→ **Description of the task**
Set down exactly the lines from the one containing "Could you point at the blue arrow" through the end of the records below, both included, and nothing else.

→ **Exercise data**
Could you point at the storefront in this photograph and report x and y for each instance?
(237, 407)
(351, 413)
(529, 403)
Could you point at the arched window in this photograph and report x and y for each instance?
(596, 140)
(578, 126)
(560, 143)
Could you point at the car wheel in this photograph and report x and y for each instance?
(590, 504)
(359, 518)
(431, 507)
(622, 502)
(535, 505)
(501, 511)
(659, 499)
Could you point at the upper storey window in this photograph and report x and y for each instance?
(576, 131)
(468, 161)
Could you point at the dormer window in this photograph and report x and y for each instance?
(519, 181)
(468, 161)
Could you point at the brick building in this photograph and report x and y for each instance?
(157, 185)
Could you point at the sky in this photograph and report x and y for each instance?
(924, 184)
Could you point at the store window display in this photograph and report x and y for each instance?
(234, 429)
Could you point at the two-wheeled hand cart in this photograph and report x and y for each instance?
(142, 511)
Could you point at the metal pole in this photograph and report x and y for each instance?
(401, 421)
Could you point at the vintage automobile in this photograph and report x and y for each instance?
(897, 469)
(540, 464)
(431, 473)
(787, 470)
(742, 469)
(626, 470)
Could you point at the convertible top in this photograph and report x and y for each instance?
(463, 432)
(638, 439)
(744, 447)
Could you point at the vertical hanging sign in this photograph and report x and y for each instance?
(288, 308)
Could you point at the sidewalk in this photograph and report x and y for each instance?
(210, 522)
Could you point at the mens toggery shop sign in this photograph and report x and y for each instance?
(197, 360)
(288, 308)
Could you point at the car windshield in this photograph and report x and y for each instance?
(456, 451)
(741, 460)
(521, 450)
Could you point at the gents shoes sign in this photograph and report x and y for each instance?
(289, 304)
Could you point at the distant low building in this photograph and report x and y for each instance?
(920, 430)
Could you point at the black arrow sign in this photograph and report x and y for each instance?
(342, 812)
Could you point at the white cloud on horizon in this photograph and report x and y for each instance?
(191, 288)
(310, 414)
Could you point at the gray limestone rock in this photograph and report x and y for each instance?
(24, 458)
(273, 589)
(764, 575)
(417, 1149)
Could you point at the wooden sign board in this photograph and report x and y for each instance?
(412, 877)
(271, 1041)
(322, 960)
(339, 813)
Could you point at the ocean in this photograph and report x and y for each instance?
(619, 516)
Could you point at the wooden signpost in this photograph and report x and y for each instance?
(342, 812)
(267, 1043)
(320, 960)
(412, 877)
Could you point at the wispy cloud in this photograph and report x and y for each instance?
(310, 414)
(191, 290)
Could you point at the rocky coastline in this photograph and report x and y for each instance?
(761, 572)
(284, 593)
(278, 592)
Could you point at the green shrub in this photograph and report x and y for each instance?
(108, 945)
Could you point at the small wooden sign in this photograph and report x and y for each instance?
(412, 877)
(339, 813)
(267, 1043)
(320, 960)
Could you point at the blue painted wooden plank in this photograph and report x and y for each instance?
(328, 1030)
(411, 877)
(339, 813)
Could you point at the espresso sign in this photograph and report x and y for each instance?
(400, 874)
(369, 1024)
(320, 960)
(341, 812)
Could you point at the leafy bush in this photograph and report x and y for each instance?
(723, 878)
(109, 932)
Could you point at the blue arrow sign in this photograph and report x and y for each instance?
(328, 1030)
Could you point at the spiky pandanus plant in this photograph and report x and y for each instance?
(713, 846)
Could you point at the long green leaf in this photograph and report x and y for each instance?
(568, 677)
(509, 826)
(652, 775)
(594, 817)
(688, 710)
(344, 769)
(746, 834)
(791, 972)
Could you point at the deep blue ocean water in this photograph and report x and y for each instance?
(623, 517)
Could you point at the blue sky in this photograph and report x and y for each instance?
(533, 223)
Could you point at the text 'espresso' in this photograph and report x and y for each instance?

→ **Exercise answer**
Could you point at the blue arrow sign in this photograph and report x and y for each instance?
(328, 1030)
Could you point at the spiky pandanus plant in this photograph and report x and y for each instance?
(713, 846)
Could you point at the long green leaf in this photograph and report x and y for each instance?
(568, 677)
(509, 826)
(652, 775)
(594, 817)
(688, 710)
(344, 769)
(746, 834)
(791, 972)
Could you point at the deep blue ocean water in this photograph and report x and y for each instance?
(623, 517)
Could you point at the blue sky in this photograph and report x and y for each instance?
(533, 223)
Could you point at the text 'espresso' in this photograph and report x and y for each instance?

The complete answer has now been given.